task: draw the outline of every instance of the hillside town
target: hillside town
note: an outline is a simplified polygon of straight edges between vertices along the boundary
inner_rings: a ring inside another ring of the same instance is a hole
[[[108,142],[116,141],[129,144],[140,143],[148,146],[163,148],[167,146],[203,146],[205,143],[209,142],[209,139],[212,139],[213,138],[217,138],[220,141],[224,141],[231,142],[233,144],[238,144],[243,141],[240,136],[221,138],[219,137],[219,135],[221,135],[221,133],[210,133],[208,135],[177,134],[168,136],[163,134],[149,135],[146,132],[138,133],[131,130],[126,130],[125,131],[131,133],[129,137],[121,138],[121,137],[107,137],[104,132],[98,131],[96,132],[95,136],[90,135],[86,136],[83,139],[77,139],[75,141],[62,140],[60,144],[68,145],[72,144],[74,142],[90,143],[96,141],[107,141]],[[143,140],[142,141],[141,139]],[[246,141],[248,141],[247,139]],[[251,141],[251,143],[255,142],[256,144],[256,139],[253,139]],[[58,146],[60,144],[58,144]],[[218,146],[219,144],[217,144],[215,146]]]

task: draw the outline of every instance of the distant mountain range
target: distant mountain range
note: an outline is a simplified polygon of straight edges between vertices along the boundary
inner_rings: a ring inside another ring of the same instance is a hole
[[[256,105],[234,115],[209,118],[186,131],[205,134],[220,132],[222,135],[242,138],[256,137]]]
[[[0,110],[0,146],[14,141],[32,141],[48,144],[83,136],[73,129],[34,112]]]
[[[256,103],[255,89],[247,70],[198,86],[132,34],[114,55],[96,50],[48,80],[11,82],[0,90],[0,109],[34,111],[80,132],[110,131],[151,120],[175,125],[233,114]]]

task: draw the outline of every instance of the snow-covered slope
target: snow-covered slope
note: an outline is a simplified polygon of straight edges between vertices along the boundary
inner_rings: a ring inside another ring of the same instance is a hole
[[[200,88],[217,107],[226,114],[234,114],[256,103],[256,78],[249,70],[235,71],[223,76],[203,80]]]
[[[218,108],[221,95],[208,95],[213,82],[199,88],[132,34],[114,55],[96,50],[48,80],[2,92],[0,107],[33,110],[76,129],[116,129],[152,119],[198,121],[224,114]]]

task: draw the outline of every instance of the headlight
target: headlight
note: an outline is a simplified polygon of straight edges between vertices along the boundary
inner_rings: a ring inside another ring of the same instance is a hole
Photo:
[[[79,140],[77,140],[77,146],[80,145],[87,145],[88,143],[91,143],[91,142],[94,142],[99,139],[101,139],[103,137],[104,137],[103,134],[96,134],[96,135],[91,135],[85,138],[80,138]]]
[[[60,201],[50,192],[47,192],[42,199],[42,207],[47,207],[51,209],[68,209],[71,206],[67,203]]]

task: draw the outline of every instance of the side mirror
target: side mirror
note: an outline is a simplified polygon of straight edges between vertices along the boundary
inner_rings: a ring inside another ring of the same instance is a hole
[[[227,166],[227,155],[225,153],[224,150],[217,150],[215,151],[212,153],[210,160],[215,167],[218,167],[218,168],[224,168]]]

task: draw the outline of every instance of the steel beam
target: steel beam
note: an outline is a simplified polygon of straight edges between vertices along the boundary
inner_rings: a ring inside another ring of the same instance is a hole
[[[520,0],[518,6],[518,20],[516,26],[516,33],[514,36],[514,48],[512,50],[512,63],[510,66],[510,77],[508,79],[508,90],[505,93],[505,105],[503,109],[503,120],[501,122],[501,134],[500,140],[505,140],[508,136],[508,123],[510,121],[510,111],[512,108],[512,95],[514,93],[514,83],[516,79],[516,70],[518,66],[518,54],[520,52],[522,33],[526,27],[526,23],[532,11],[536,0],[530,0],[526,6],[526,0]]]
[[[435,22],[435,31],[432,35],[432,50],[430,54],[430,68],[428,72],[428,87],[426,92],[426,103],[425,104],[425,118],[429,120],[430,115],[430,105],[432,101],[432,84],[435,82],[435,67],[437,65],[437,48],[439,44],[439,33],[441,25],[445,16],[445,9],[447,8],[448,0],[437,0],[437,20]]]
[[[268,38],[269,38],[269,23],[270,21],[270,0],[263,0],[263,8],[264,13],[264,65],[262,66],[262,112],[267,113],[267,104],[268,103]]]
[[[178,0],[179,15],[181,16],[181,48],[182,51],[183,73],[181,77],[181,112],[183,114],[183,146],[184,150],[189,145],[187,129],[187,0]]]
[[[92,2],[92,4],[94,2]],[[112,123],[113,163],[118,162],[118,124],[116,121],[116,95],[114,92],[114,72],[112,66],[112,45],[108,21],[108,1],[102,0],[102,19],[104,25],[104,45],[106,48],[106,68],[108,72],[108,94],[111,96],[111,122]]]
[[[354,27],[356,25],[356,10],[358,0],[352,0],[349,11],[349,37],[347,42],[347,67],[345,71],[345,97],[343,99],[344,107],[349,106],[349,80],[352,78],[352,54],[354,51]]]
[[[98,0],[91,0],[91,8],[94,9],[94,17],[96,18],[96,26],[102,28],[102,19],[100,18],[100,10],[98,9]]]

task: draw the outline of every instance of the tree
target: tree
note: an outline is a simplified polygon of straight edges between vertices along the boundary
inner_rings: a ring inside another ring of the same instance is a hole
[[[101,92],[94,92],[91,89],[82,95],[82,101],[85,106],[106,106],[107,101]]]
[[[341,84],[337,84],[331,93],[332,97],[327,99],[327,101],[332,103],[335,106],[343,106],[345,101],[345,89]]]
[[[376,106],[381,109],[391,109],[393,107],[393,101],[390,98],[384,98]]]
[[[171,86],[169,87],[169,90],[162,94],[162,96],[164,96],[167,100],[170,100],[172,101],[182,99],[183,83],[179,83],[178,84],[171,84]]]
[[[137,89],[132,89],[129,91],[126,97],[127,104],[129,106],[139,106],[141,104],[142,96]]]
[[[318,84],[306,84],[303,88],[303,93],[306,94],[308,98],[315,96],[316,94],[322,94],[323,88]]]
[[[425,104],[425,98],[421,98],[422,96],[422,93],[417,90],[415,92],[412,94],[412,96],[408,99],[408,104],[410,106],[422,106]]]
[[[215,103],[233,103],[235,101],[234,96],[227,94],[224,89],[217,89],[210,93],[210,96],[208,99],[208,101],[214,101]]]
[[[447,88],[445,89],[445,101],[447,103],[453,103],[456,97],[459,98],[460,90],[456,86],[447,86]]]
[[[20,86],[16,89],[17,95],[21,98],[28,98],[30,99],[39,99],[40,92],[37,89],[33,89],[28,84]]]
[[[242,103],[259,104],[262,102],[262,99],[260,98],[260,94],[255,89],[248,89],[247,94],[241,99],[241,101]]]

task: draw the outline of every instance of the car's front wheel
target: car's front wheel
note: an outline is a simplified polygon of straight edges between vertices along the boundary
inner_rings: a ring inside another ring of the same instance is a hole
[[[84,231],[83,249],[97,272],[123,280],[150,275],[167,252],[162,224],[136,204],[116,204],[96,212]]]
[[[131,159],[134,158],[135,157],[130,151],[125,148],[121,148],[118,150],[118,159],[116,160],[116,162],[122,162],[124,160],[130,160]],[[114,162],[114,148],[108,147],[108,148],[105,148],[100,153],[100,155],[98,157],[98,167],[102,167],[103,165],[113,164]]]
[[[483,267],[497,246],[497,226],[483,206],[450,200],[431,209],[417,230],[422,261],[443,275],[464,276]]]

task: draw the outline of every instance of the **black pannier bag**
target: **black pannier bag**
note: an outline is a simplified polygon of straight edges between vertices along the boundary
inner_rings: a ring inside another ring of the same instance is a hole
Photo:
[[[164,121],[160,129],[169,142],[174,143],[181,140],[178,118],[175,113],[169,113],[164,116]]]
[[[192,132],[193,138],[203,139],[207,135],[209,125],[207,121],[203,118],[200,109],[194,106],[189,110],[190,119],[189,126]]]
————————
> **GOAL OF THE EXERCISE**
Copy out the stretch from the line containing "task: draw the outline of every instance of the **black" through the last line above, requests included. Multiply every vertex coordinate in the answers by 2.35 and round each result to a whole number, rounding halves up.

> **EXERCISE OUTPUT**
task: draw the outline of every instance of the **black pannier bag**
target: **black pannier bag**
note: an outline is a simplified polygon of straight edges between vertices along the boundary
inner_rings: a ring inside another ring of the same instance is a hole
Photo:
[[[385,284],[376,303],[397,334],[409,336],[425,329],[418,277],[411,266],[397,266],[385,273]]]
[[[451,310],[454,324],[477,327],[486,317],[491,294],[486,284],[477,277],[470,256],[456,249],[444,259],[447,280],[444,296]]]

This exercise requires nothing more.